PROVIDED PASSAGE
▼

At our University, quite the opposite is true. The recent visit of actor, producer, and Barack Obama’s Associate Director of the Office of Public Engagement Kal Penn demonstrated students’ invested interest in Kal’s insight on civic engagement, but also, perhaps, in his role as a popular film and television star. Also, the decision of Activities and Campus Events (ACE) and the Campus Activities and Events (CAP) Center to bring musician M.C. Hammer, popular from the late 1980s until the late 1990s, for Chrysalis demonstrates an appreciation for artistic talent that has clearly influenced the music and pop culture we consume today.

Sure, Penn and Hammer are just a few examples of how University students are honoring the perspectives and hard work of our “elders” (Kal is only in his mid-30s while MC Hammer is slightly over 50). It’s certainly one thing to host them on our college campus, but another to truly honor their work and use it to influence our own version of “history.” Thankfully, technology makes it very easy to connect with people from the generations before ours. Facebook pages and Twitter accounts of politicians, lawyers, doctors, television and film actors, athletes, public figures, and others allow the members of our generation to read what these people have to say and understand the places and perspectives from which they come. We might more willingly read tweets or Facebook posts than history textbooks, but hey, we’re getting the point, right?

Generation Y is certainly not out-of-touch with history; we’re living alongside it. Technology has directly linked us to those who have grown up before us, worked a number of jobs before us, and impacted the world before us. People who say we’re recklessly blazing our own trails are wrong. On the contrary, the current youth is making a path in the middle of a forest filled with deep-rooted trees. We co-exist rather than ignore these people; technology has brought us all together and allows for our forefathers to strongly influence our creation of history.

▲

STORED DATA
▼

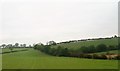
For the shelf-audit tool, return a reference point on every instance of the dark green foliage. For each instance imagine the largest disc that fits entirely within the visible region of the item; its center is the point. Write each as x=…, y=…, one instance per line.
x=83, y=52
x=101, y=47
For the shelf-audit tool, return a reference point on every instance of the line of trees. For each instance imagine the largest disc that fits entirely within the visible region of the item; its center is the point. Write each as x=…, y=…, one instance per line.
x=82, y=52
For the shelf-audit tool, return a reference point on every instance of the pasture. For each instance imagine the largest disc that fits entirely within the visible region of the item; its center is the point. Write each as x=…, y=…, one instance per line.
x=34, y=59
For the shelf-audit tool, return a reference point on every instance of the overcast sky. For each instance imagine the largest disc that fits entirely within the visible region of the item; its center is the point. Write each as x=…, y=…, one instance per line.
x=33, y=21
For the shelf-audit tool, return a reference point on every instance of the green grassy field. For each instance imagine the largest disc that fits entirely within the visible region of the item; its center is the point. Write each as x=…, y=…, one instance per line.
x=113, y=41
x=33, y=59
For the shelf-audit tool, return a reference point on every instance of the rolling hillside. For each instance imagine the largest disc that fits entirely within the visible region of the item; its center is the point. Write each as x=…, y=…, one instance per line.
x=34, y=59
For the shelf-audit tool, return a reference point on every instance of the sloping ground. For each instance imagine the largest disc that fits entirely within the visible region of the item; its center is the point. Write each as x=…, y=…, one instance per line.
x=33, y=59
x=75, y=45
x=113, y=52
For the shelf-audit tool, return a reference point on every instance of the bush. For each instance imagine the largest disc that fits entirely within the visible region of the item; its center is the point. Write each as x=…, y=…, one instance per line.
x=101, y=47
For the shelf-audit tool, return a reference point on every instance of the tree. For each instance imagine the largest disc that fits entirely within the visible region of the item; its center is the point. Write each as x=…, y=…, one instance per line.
x=51, y=43
x=11, y=49
x=3, y=45
x=16, y=44
x=101, y=47
x=24, y=45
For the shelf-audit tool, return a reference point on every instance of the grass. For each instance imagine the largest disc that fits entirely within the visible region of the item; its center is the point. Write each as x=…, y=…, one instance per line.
x=76, y=45
x=113, y=51
x=33, y=59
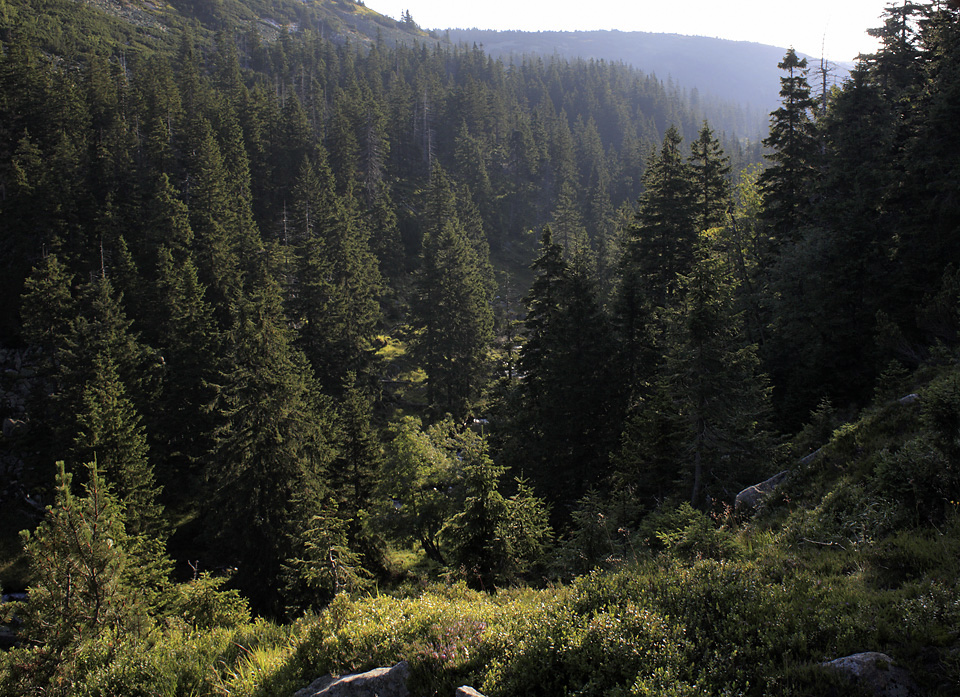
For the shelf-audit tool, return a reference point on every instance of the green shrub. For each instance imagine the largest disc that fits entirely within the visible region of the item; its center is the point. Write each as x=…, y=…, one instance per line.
x=203, y=605
x=687, y=533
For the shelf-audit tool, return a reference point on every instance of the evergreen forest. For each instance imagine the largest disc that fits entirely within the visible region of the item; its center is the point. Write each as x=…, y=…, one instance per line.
x=328, y=343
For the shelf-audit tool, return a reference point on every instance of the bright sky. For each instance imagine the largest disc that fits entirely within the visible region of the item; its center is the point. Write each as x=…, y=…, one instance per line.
x=837, y=25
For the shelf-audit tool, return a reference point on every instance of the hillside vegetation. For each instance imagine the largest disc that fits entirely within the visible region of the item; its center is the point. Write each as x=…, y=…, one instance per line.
x=321, y=352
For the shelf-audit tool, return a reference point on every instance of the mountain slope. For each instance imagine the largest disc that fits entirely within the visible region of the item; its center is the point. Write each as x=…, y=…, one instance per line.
x=738, y=71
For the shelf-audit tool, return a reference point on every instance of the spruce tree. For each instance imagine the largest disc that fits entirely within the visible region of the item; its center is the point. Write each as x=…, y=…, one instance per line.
x=335, y=290
x=269, y=449
x=788, y=182
x=569, y=401
x=711, y=171
x=111, y=433
x=452, y=308
x=720, y=397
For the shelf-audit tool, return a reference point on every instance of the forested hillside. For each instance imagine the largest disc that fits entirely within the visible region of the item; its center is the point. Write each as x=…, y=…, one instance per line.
x=298, y=311
x=709, y=69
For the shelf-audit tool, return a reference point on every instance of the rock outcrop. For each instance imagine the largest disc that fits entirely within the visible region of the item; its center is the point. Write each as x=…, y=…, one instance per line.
x=466, y=691
x=876, y=673
x=379, y=682
x=749, y=498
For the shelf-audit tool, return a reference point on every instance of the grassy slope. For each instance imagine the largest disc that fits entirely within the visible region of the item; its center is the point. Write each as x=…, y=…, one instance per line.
x=852, y=555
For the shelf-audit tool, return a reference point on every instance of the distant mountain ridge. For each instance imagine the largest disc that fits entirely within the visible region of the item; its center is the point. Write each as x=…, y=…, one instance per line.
x=738, y=71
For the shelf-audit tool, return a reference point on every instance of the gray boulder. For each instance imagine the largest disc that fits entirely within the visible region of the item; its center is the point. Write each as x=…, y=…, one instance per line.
x=909, y=399
x=876, y=673
x=379, y=682
x=749, y=498
x=467, y=692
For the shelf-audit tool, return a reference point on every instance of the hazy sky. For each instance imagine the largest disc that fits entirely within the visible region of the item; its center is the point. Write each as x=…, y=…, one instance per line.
x=838, y=25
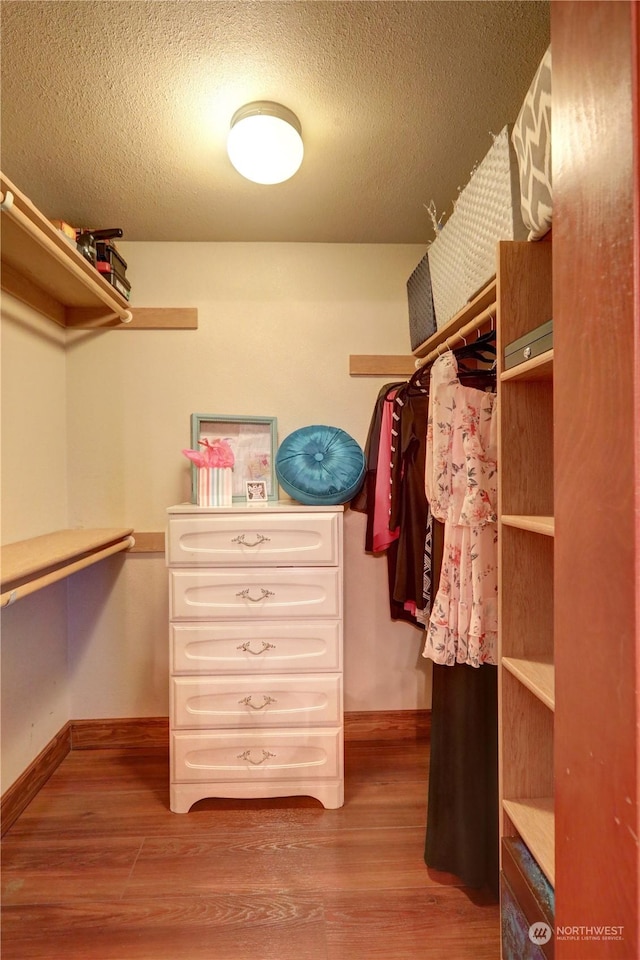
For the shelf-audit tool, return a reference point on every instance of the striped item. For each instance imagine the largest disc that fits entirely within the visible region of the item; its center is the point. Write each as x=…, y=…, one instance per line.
x=215, y=487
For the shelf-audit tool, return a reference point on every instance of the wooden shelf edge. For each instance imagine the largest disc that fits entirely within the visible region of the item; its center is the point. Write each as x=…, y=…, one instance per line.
x=534, y=524
x=148, y=541
x=536, y=674
x=537, y=368
x=30, y=565
x=143, y=318
x=484, y=299
x=26, y=224
x=372, y=365
x=534, y=821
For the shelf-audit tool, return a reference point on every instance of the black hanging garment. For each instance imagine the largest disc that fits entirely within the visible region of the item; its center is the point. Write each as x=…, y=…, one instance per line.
x=462, y=834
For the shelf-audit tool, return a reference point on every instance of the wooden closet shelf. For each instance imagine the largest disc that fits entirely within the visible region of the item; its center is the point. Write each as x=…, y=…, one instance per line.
x=482, y=306
x=372, y=365
x=29, y=565
x=44, y=270
x=543, y=525
x=534, y=821
x=536, y=674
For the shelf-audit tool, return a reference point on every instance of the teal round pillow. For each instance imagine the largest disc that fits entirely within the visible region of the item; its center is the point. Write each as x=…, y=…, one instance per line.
x=320, y=465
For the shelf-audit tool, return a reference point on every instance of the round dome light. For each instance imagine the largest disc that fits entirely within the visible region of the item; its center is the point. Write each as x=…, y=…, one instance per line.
x=265, y=142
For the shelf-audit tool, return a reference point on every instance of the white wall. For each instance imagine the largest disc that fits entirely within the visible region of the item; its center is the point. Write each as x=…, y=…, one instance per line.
x=277, y=323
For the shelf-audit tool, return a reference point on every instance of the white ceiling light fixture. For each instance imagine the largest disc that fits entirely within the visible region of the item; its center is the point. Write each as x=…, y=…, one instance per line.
x=265, y=142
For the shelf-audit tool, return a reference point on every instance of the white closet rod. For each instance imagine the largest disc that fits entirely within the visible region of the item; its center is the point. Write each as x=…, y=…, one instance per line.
x=48, y=578
x=488, y=314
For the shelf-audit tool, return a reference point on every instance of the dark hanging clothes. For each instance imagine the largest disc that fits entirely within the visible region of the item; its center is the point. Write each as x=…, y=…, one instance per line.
x=462, y=809
x=409, y=508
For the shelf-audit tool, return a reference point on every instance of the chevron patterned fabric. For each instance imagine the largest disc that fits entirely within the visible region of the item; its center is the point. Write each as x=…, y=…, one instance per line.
x=531, y=138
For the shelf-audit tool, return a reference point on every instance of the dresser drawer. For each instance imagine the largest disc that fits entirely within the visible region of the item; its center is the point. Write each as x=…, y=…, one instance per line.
x=256, y=647
x=256, y=701
x=261, y=594
x=257, y=755
x=279, y=539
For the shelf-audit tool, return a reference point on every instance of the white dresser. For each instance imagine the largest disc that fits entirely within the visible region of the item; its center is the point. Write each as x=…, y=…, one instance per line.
x=255, y=601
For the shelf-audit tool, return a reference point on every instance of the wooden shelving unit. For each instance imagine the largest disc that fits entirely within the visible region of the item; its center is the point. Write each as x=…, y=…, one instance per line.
x=471, y=316
x=526, y=545
x=30, y=565
x=42, y=269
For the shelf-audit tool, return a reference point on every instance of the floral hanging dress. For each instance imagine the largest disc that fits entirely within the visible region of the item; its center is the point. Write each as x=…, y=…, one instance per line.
x=461, y=486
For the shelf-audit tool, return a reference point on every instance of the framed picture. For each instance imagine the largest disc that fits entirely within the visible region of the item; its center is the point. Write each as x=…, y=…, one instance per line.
x=253, y=441
x=256, y=491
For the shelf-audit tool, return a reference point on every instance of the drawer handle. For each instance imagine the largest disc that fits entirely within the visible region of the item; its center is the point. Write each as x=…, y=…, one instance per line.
x=240, y=539
x=246, y=648
x=247, y=756
x=267, y=700
x=263, y=595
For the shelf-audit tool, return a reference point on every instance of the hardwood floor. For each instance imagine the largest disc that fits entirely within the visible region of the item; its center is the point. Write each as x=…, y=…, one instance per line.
x=98, y=868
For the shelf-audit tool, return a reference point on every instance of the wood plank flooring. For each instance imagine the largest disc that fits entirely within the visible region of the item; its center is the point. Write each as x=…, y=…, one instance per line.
x=98, y=868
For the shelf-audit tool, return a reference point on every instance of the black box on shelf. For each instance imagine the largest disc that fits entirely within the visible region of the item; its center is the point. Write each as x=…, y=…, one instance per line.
x=531, y=345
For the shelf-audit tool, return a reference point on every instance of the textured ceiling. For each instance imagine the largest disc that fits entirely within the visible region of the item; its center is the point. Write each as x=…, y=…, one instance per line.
x=116, y=113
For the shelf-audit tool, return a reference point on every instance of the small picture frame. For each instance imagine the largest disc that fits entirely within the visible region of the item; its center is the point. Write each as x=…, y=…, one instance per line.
x=256, y=491
x=253, y=441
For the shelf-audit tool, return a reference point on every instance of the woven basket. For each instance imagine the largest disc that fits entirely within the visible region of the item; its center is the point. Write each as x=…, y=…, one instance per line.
x=462, y=258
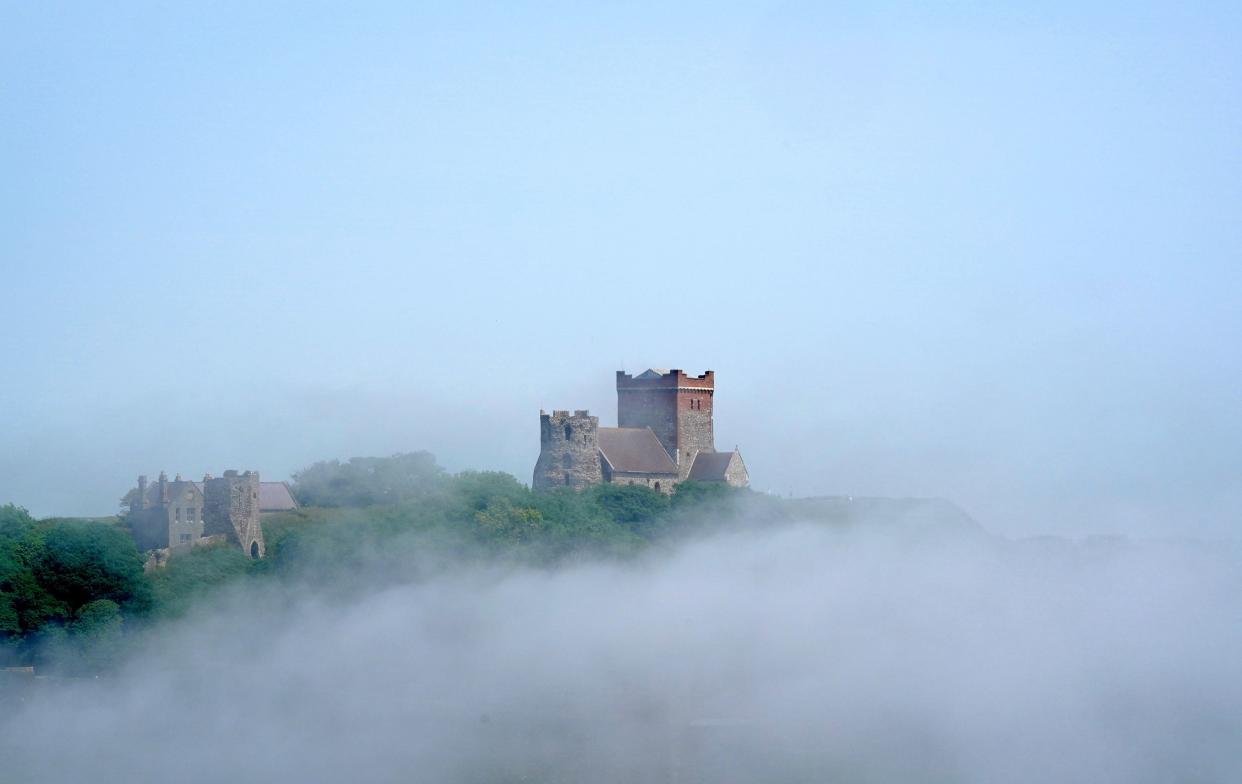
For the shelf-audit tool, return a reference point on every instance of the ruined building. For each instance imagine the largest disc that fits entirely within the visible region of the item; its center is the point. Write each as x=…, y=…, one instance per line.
x=179, y=513
x=663, y=436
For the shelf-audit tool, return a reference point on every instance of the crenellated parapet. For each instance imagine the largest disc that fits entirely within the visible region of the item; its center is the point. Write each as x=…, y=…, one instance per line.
x=568, y=450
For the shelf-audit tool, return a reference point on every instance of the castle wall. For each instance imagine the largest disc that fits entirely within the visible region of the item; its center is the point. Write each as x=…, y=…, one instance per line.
x=569, y=450
x=660, y=482
x=676, y=406
x=231, y=508
x=737, y=475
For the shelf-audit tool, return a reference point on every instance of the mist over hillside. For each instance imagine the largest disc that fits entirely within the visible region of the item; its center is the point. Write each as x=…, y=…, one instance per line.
x=784, y=652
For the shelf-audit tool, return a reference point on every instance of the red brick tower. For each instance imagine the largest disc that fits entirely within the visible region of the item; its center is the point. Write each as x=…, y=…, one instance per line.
x=675, y=405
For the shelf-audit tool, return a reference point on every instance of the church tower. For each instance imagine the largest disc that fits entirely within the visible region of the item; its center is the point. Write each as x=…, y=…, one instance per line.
x=676, y=406
x=569, y=450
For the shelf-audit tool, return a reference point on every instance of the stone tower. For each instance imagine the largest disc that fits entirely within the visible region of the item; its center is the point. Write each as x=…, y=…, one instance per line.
x=676, y=406
x=230, y=506
x=569, y=450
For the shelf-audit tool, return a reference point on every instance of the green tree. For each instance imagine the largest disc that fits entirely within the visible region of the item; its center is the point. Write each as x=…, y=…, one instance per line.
x=86, y=562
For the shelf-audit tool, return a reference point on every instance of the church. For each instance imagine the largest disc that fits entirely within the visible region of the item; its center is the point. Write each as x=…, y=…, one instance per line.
x=665, y=435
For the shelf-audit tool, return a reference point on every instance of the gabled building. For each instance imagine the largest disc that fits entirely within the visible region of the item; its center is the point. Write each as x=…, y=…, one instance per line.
x=665, y=436
x=179, y=513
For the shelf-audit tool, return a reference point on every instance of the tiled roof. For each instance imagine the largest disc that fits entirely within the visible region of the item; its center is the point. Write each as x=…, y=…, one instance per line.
x=635, y=450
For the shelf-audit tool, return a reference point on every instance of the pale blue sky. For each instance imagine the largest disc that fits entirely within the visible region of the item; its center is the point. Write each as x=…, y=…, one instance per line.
x=989, y=255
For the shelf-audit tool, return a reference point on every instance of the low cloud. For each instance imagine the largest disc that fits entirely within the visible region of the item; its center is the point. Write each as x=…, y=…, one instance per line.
x=795, y=654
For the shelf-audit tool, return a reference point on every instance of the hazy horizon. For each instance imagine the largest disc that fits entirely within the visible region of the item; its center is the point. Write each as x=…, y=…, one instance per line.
x=989, y=255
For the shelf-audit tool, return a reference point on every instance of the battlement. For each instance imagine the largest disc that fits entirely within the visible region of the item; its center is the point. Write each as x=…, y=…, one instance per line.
x=559, y=414
x=666, y=379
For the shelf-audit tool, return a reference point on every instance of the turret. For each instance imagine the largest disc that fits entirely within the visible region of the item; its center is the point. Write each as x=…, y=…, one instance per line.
x=676, y=405
x=569, y=450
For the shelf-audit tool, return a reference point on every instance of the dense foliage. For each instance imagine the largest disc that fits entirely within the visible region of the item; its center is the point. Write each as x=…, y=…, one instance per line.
x=369, y=481
x=72, y=592
x=65, y=589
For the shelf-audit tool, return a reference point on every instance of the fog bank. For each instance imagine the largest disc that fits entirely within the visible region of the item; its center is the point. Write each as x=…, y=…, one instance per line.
x=786, y=655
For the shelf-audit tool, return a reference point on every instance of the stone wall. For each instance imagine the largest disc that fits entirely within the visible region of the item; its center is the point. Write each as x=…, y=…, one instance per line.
x=231, y=508
x=660, y=482
x=569, y=450
x=676, y=406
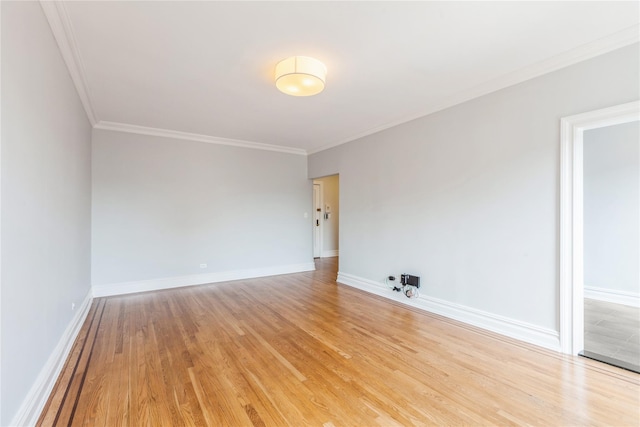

▲

OBJECTIVE
Copy the column on Generation Y and history word for word, from "At our University, quite" to "we consume today.". The lines have no connection to the column on Generation Y and history.

OUTPUT OF THE TASK
At our University, quite the opposite is true. The recent visit of actor, producer, and Barack Obama’s Associate Director of the Office of Public Engagement Kal Penn demonstrated students’ invested interest in Kal’s insight on civic engagement, but also, perhaps, in his role as a popular film and television star. Also, the decision of Activities and Campus Events (ACE) and the Campus Activities and Events (CAP) Center to bring musician M.C. Hammer, popular from the late 1980s until the late 1990s, for Chrysalis demonstrates an appreciation for artistic talent that has clearly influenced the music and pop culture we consume today.